(Work to complete): Restate the records in their entirety, word for word.

### Given information

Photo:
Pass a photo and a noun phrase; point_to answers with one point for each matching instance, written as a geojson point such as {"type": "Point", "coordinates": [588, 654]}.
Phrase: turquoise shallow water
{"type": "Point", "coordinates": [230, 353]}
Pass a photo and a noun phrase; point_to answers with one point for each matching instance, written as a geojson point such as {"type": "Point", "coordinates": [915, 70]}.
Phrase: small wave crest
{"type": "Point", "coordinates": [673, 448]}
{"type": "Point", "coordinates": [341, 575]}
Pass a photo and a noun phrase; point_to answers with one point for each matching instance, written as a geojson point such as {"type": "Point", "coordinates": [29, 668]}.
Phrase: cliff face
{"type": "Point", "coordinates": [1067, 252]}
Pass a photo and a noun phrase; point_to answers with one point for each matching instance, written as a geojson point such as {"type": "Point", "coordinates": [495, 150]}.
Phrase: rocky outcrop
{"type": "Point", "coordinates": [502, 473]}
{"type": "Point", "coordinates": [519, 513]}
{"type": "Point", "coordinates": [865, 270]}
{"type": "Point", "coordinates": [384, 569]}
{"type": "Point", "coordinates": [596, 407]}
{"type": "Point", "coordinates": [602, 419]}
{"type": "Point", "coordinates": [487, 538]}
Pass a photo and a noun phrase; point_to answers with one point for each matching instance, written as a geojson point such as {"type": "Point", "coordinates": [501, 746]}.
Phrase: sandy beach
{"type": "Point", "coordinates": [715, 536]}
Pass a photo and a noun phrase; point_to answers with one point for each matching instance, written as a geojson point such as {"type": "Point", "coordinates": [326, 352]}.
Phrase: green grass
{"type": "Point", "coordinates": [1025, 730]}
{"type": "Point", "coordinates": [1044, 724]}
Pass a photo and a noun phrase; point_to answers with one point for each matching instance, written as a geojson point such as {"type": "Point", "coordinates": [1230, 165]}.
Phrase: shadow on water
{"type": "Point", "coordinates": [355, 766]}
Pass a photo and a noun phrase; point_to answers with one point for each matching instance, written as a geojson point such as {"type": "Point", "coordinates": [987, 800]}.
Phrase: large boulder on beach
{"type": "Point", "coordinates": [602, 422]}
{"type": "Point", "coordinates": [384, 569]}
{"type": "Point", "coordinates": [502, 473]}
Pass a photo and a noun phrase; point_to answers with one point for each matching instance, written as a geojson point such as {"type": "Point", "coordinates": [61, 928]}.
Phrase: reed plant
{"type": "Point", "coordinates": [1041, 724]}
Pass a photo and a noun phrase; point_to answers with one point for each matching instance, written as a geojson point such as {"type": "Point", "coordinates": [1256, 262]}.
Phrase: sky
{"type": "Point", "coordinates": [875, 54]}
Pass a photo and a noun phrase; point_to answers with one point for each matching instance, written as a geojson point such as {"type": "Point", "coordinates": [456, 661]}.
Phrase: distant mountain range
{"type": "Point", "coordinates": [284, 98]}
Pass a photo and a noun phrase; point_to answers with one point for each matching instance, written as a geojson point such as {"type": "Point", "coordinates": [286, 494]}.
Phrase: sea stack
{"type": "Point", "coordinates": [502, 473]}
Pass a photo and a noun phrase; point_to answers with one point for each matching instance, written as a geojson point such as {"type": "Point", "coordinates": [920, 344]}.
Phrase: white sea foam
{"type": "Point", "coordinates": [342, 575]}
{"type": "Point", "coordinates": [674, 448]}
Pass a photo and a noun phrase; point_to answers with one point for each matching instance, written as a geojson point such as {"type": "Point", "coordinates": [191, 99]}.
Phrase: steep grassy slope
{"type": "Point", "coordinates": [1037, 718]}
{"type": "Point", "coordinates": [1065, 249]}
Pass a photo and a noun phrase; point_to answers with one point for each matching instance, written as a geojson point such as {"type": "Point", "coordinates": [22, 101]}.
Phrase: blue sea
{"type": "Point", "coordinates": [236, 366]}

######

(Exercise response):
Photo:
Pass a photo and a noun phrase; point_to answers with one point for each matching instance, written as a geojson point such as {"type": "Point", "coordinates": [588, 654]}.
Phrase: turquoise shallow water
{"type": "Point", "coordinates": [230, 353]}
Pass a photo and a noun phrase; point_to answers with one point for each matching instance, written as a geojson point such as {"type": "Point", "coordinates": [915, 70]}.
Phrase: small wave crest
{"type": "Point", "coordinates": [673, 448]}
{"type": "Point", "coordinates": [341, 575]}
Pass a photo and a noun phrase; point_to answers with one point for each matching instance, written as a geojson point such as {"type": "Point", "coordinates": [29, 668]}.
Phrase: cliff face
{"type": "Point", "coordinates": [1067, 252]}
Pass a photo and a noun phrase; point_to answers with one point for each matching instance, written as a geojson point such as {"type": "Point", "coordinates": [495, 150]}.
Phrase: rocky outcrop
{"type": "Point", "coordinates": [502, 473]}
{"type": "Point", "coordinates": [519, 513]}
{"type": "Point", "coordinates": [865, 270]}
{"type": "Point", "coordinates": [384, 569]}
{"type": "Point", "coordinates": [596, 407]}
{"type": "Point", "coordinates": [602, 419]}
{"type": "Point", "coordinates": [487, 538]}
Pass a photo and a noun phrase; point_to answers with one point for each matching instance, written as a geojson point such as {"type": "Point", "coordinates": [501, 746]}.
Phrase: sandy beach
{"type": "Point", "coordinates": [715, 536]}
Pass a photo and a noun phrase; point_to answers with one point for each matching instance, written as a geojson point such as {"type": "Point", "coordinates": [326, 352]}.
Phrase: green grass
{"type": "Point", "coordinates": [1025, 730]}
{"type": "Point", "coordinates": [1044, 724]}
Pass a photo and a noun phrase; point_to answers with one point for each matching instance, written as a geojson point such as {"type": "Point", "coordinates": [1230, 165]}.
Phrase: shadow on water
{"type": "Point", "coordinates": [355, 766]}
Pass a photo and a noun phrase; point_to answers with one point for each matching instance, written as a geojson point such as {"type": "Point", "coordinates": [987, 800]}.
Phrase: large boulder on beach
{"type": "Point", "coordinates": [602, 422]}
{"type": "Point", "coordinates": [384, 569]}
{"type": "Point", "coordinates": [502, 473]}
Pass a photo and a noun phrase; point_to answers with one point for each matching instance, written as a geojson point such as {"type": "Point", "coordinates": [61, 928]}.
Phrase: reed plant
{"type": "Point", "coordinates": [1041, 724]}
Pass a photo and a noun phrase; point_to answers with one point for each matching instance, written as a geojson point such as {"type": "Point", "coordinates": [1256, 262]}.
Phrase: sky
{"type": "Point", "coordinates": [875, 54]}
Pass a photo and a noun phrase; point_to answers with one point for each matching instance, written as a geojson point such as {"type": "Point", "coordinates": [456, 661]}.
Phrase: distant mountain range
{"type": "Point", "coordinates": [284, 98]}
Pass a photo and a noun phrase; point_to answers with one point for each matching instance, written as a geojson point such as {"type": "Point", "coordinates": [286, 494]}.
Phrase: sea stack
{"type": "Point", "coordinates": [502, 473]}
Pass a photo and a noun phrase; point_to answers with one point for each matching instance, written as a geojson point such as {"type": "Point", "coordinates": [920, 344]}.
Phrase: white sea foam
{"type": "Point", "coordinates": [342, 575]}
{"type": "Point", "coordinates": [674, 448]}
Pass a photo and a noun phrase; point_to answers with one point for each matching instance, written as a geojson point such as {"type": "Point", "coordinates": [191, 99]}.
Phrase: steep grassy slope
{"type": "Point", "coordinates": [1037, 718]}
{"type": "Point", "coordinates": [1065, 249]}
Pass a photo and a noun phrase; point_to answers with one point for each matching instance, written as a geojson point such as {"type": "Point", "coordinates": [22, 101]}.
Phrase: blue sea
{"type": "Point", "coordinates": [236, 366]}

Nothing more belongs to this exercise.